--- Text to read ---

Cuba is on fire as protesters torch alpine heaps of garbage whilepots and pans rattle in Havana, Santiago de Cuba, Matanzas and smaller municipalities from the east coast to the western tip of the island. It almost sounds like Carnaval — the ragged beat, the tinny metallic accent of the clave punctuating the chanting, shouting and yelping.
But last week in Morón, where many residents work at foreigner-only resorts in nearby Cayo Coco and Cayo Guillermo, a band of locals did the unthinkable: They attacked the provincial Communist Party headquarters.
Of course, there have been mass protests in Cuba before, but nothing quite like what we’ve seen in recent days. In Morón, the protesters burned the symbols of the Revolution: portraits of leaders, plaques, declarations… The next day, the government scrambled up supporters to publicly praise the Revolution, and by the following night, the feared paramilitary Red Berets came marching into Morón. Meanwhile, as Cubans struggled to put food on the table in the midst of a crippling oil blockade — and President Donald Trump huffed and puffed about “taking Cuba” — the federal police were let loose all over the island to beat the hell out of people. Still, the demonstrators keep coming, night after night, shouting “Libertad!"

The protesters may be emboldened now, and government supporters might well be anxious about the turmoil. But with the electrical grid collapsed — leaving the island in complete darkness — and the revolutionary government announcing “the doors are open” for Cuban exiles to invest in the island, both sides are asking the same question: Now what?
As Trump tries to cram Cuba into his problematic Venezuela framework, will the situation dissolve into chaos? Will Cuba be forced into some kind of protectorate status with the U.S.? And if so, will the economic initiative hinted at by Secretary of State Marco Rubio lead to a democratic opening?
Despite what Trump may think, forcing regime change in Cuba will be a lot more complicated than taking out Nicolás Maduro.
Political and economic experts have declared the Cuban Revolution dead countless times over its 67-year reign but the comandantes —with and without Fidel Castro — have shown an uncanny knack for survival.
As Trump continues to squeeze Cuba, my thoughts go to my father. It was my father who planned my family’s escape from Cuba on a crammed 28-foot boat in February 1963, less than two years after the United States' botched Bay of Pigs invasion and just three and a half months after the Cuban missile crisis.
I try to take some comfort in the fact that Trump’s crassness would have been too much for my dad. But the “liberation” of Cuba? I fear my father, like millions of other Cubans, would accept anything in exchange for a chance to see his beloved homeland free.

My father never went back to Cuba (though he dreamt about it, briefly considered it as Alzheimer’s began to stalk him). But I did, returning for the first time in 1995. Cuba was just starting to breathe after the disappearance of the Soviet Union, and I was starry-eyed. I remember seeing the scaffolding around the buildings in Old Havana and thinking, “Oh, they’re rebuilding, how wonderful.”
But as my visits — and a nearly year-long stay in 1999 — added up over the years, the scaffolding became a permanent fixture, vines curling around the platforms, now sutured by rust to the granulating walls. The metaphor was almost too much to bear.

--- Provided data ---

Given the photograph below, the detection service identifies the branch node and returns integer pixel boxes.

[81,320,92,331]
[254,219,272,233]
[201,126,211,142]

---

▶ _Written problem 1_
Retype the passage of the essay about Cuba that starts with "My father never" and goes on through "much to bear.".
▶ _Written problem 2_
Extend the essay about Cuba, picking up right after its final sentence.

▶ _Written response 1_
My father never went back to Cuba (though he dreamt about it, briefly considered it as Alzheimer’s began to stalk him). But I did, returning for the first time in 1995. Cuba was just starting to breathe after the disappearance of the Soviet Union, and I was starry-eyed. I remember seeing the scaffolding around the buildings in Old Havana and thinking, “Oh, they’re rebuilding, how wonderful.”
But as my visits — and a nearly year-long stay in 1999 — added up over the years, the scaffolding became a permanent fixture, vines curling around the platforms, now sutured by rust to the granulating walls. The metaphor was almost too much to bear.

▶ _Written response 2_
When a visibly discomfited Miguel Díaz-Canel, the current Cuban president, went on TV March 13 and acknowledged that the rumors — which the Cuban government had been vociferously denying for weeks — were true, that they were deep in talks with the Trump administration, Fidel Castro was probably spinning in his grave like a nuclear centrifuge. The Revolution, it seems, will be going out with a whimpering surrender to the very same interests that brought it about.
“It feels very much like the end of an era,” said Luz Escobar, an independent Cuban journalist who sought exile in Madrid three years ago.
It may also be the beginning of a new era, the so-called “Don-roe Doctrine,” of which Venezuela appears to be the example.
“As we achieve ahistoric transformation in Venezuela, we’re also looking to the great change that will soon be coming to Cuba,” Trump said last week.
But Trump’s twining of Venezuela and Cuba ignores an obvious fact: Though both nations may describe their governments as socialist, they are very, very different.

For starters, Cuba’s revolution has been in power since 1959. There are very few people alive on the island who know any other reality. By contrast, Venezuela’s socialist experiment began in 1998, and most Venezuelans have visceral memories of easy living in the 70s, 80s and early aughts. Venezuelans want a return to the glory days of its 20th-century oil boom; Cubans want a new beginning.
Moreover, Venezuela was never “owned” by the U.S. in the same way as Cuba. The U.S. had a strong interest and investment in Venezuela — in 1998, the year Hugo Chávez was elected, the U.S. bought more than51 percent of Venezuela’s exports and85 percent of its oil. But, in Venezuela’s case, U.S. dominance was less direct ownership and more structural. By contrast, before Cuba’s revolution, U.S. interests were taking about half of its sugar atreduced prices, ownedabout a third of all sugar mills, one third of public utilities,90 percent of all electrical production and almost a quarter of the island’s land.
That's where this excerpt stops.